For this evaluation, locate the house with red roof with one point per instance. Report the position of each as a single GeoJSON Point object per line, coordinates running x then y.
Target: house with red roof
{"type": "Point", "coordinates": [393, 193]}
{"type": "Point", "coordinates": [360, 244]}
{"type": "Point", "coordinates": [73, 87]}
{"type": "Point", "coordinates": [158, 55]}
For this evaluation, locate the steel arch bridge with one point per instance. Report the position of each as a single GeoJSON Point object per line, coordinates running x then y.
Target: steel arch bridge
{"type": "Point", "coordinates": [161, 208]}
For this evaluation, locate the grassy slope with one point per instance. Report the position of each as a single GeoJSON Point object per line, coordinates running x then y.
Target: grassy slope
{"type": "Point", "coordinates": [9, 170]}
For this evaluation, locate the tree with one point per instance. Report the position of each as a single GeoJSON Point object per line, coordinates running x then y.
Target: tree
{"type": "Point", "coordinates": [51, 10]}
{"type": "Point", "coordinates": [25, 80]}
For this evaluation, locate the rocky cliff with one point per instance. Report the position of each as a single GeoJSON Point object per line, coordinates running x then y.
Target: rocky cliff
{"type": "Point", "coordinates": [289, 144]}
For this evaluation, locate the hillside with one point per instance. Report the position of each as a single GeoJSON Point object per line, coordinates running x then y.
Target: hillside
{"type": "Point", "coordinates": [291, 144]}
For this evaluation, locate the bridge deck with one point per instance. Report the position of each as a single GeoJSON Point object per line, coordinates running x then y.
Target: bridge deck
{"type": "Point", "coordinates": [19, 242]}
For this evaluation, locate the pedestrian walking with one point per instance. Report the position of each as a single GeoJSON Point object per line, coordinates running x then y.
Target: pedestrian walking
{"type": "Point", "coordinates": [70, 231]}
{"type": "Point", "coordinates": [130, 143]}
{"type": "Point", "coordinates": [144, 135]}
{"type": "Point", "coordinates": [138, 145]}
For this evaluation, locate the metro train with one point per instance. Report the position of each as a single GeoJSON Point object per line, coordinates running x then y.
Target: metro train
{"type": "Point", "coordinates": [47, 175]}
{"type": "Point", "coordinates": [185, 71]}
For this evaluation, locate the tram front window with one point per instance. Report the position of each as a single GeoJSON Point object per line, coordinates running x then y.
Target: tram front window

> **Work instructions**
Extract every line of the data above, from the first through the last, and reproduce each one verbatim.

> **Solution**
For this evaluation, locate the house with red roof with one point per instance. Report the position of each as a single GeoJSON Point object per line, coordinates running x then y.
Target: house with red roof
{"type": "Point", "coordinates": [393, 193]}
{"type": "Point", "coordinates": [360, 244]}
{"type": "Point", "coordinates": [73, 87]}
{"type": "Point", "coordinates": [158, 55]}
For this evaluation, locate the steel arch bridge with one point per instance. Report the position of each as a single GeoJSON Point object per line, coordinates running x then y.
Target: steel arch bridge
{"type": "Point", "coordinates": [161, 208]}
For this evaluation, locate the grassy slope with one point per instance. Report the position of each as a single GeoJSON Point object per line, coordinates running x then y.
Target: grassy slope
{"type": "Point", "coordinates": [9, 170]}
For this evaluation, locate the tree with one point per instance. Report the position of each as a single GeoJSON Point object per line, coordinates running x then y.
Target: tree
{"type": "Point", "coordinates": [51, 10]}
{"type": "Point", "coordinates": [25, 80]}
For this evaluation, locate the rocky cliff with one point per instance. Report the position of each as a single GeoJSON Point object per line, coordinates running x then y.
Target: rocky cliff
{"type": "Point", "coordinates": [289, 144]}
For this evaluation, locate the hillside with one point per instance. Report the position of each as a single GeoJSON Point object per line, coordinates running x then y.
Target: hillside
{"type": "Point", "coordinates": [291, 144]}
For this evaluation, locate the bridge deck with one point per instance. Report the position of each as a single GeoJSON Point object per line, coordinates running x then y.
Target: bridge deck
{"type": "Point", "coordinates": [19, 242]}
For this evaluation, locate the pedestrian walking with one point per instance. Report the position of each as a single GeoJSON Point object per line, coordinates running x then y.
Target: pedestrian walking
{"type": "Point", "coordinates": [70, 231]}
{"type": "Point", "coordinates": [130, 143]}
{"type": "Point", "coordinates": [144, 135]}
{"type": "Point", "coordinates": [138, 145]}
For this evaluation, locate the metro train with one point per instance. Report the position of each as a single GeoJSON Point object per line, coordinates running x then y.
Target: metro train
{"type": "Point", "coordinates": [47, 175]}
{"type": "Point", "coordinates": [185, 71]}
For this evaluation, locate the tram front window with one point per instance. Report the position of each as a single GeoJSON Point object per line, coordinates running x then y.
Target: tram front window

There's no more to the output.